Natural language region descriptions:

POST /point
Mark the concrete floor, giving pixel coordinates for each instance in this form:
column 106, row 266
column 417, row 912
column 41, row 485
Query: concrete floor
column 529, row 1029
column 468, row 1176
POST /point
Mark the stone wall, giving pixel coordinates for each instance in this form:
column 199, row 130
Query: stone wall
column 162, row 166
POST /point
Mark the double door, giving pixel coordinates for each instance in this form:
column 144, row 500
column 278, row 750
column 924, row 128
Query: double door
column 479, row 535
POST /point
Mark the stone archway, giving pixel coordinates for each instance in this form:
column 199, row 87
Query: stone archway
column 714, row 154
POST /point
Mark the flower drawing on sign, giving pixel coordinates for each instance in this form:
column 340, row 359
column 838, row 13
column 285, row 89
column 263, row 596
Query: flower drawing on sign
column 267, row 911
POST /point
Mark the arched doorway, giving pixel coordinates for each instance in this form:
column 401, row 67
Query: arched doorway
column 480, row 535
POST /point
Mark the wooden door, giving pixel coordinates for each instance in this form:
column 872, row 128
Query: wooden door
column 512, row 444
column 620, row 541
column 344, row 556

Problem to work on: Only the final stretch of the entries above is needed: print exactly the lines from the line containing "Mark the stone archway, giving" through the last one.

Task response:
Mark the stone archway, giving pixel coordinates for each instance in this form:
column 199, row 87
Query: stone archway
column 714, row 154
POST /point
Mark the flower drawing on sign, giving pixel coordinates for each instance in this form:
column 340, row 359
column 838, row 13
column 285, row 89
column 263, row 596
Query: flower drawing on sign
column 267, row 911
POST /point
Mark the arched doorway, giving pixel coordinates for each instance in this form:
column 401, row 67
Query: arched doorway
column 480, row 535
POST /point
Mark the wooden door, giving pixel coordinates for each instance in this form:
column 872, row 128
Query: wooden door
column 512, row 444
column 620, row 541
column 344, row 556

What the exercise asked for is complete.